** START OF Entries provided **

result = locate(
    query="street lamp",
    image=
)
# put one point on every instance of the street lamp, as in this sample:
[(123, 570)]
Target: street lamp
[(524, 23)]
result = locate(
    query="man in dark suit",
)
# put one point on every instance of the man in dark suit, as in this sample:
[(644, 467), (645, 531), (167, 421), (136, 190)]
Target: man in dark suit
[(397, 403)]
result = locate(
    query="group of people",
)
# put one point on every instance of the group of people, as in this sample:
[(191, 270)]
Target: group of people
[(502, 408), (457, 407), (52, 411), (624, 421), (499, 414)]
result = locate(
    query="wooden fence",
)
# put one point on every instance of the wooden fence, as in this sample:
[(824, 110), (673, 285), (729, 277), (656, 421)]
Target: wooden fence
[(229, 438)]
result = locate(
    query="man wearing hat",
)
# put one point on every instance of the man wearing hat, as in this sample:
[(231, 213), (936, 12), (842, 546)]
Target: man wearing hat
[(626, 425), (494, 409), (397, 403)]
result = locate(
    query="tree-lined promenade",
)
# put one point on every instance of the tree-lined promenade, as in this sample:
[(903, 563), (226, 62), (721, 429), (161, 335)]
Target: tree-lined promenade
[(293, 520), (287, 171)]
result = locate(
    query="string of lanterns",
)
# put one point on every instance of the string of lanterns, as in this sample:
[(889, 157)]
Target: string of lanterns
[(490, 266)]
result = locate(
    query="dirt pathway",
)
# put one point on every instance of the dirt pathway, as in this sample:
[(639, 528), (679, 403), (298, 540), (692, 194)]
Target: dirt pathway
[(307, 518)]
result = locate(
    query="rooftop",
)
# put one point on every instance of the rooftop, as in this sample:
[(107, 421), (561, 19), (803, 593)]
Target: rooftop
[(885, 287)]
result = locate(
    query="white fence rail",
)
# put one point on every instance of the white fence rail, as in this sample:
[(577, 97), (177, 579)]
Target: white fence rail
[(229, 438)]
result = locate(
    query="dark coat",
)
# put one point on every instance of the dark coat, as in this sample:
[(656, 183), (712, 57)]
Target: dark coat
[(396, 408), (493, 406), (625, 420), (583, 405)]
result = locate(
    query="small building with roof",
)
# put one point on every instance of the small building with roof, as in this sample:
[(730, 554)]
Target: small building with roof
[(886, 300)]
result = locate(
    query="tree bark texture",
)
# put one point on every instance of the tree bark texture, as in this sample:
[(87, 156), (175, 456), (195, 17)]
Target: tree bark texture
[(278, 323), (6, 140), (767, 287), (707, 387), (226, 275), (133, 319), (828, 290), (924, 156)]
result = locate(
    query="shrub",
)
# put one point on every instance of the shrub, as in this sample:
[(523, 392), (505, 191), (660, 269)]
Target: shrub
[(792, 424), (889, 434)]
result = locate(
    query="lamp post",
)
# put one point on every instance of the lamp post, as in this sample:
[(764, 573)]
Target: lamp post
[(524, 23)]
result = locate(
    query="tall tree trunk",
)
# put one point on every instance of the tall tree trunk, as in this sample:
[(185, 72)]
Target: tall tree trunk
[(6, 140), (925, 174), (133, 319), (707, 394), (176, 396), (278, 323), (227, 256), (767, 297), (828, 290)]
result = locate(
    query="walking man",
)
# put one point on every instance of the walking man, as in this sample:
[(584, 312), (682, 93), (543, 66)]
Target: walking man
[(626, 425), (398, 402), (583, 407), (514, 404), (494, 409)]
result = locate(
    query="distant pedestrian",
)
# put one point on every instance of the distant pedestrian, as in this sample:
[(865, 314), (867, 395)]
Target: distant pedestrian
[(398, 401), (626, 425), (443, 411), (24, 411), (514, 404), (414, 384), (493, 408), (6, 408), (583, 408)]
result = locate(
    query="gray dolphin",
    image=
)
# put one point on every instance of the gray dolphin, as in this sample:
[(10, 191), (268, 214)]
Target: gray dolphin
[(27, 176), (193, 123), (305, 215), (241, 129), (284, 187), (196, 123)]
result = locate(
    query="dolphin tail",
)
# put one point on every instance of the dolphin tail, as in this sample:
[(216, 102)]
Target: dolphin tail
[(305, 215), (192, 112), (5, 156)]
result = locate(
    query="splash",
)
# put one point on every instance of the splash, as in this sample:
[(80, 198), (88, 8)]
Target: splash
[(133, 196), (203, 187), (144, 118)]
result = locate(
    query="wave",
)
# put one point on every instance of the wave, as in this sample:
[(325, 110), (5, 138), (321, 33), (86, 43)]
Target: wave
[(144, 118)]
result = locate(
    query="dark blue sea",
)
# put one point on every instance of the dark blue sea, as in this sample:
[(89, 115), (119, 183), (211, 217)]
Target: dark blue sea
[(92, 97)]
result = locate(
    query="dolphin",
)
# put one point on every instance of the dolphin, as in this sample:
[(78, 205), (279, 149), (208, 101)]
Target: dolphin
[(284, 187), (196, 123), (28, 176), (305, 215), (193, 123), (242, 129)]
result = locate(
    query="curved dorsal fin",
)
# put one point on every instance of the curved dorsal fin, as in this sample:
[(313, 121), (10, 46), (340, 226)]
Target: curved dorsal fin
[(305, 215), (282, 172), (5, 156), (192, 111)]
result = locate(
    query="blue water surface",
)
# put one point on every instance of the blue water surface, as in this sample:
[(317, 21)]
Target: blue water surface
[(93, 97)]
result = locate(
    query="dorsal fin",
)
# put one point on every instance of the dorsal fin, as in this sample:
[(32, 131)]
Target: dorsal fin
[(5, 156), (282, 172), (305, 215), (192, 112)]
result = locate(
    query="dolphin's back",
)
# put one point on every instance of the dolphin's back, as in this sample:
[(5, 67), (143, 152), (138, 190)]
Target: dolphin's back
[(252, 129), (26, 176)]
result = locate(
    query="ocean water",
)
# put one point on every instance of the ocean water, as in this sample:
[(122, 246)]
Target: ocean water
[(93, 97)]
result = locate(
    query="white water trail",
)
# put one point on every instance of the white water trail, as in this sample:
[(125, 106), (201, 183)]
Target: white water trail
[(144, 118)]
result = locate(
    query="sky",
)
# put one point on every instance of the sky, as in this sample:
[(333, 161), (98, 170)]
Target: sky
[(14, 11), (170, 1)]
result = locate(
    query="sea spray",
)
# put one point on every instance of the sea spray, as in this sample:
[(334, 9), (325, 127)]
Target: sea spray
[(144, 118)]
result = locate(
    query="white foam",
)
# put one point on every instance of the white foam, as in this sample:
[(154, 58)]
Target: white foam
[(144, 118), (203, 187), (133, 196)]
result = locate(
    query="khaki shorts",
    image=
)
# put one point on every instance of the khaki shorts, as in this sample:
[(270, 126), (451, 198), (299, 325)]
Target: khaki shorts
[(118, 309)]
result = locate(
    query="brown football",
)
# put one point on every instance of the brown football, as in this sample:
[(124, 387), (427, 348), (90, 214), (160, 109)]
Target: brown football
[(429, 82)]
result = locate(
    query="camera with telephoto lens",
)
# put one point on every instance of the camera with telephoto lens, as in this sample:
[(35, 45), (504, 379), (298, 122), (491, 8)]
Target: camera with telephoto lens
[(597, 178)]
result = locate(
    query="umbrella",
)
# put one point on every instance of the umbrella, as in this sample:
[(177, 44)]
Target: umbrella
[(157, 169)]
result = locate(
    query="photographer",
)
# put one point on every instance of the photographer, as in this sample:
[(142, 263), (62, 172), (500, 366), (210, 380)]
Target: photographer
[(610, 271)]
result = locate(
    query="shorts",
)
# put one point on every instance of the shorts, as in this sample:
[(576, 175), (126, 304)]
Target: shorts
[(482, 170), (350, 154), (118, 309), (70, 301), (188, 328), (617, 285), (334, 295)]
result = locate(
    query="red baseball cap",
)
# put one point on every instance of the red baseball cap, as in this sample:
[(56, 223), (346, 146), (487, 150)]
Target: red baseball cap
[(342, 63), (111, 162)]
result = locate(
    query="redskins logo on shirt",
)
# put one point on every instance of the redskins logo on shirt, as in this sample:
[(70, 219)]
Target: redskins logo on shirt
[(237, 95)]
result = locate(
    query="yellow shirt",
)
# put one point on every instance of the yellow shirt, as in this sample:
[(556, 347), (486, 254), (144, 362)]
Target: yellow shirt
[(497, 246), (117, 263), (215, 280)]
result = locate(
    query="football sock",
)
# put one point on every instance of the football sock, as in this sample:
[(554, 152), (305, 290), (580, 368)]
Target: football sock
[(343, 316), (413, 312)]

** END OF Entries provided **

### Problem
Extract every line of the records that contains the word "brown", matching case exactly.

### Solution for this task
    query="brown football",
# put one point on every instance of the brown football, as in this sample:
Target: brown football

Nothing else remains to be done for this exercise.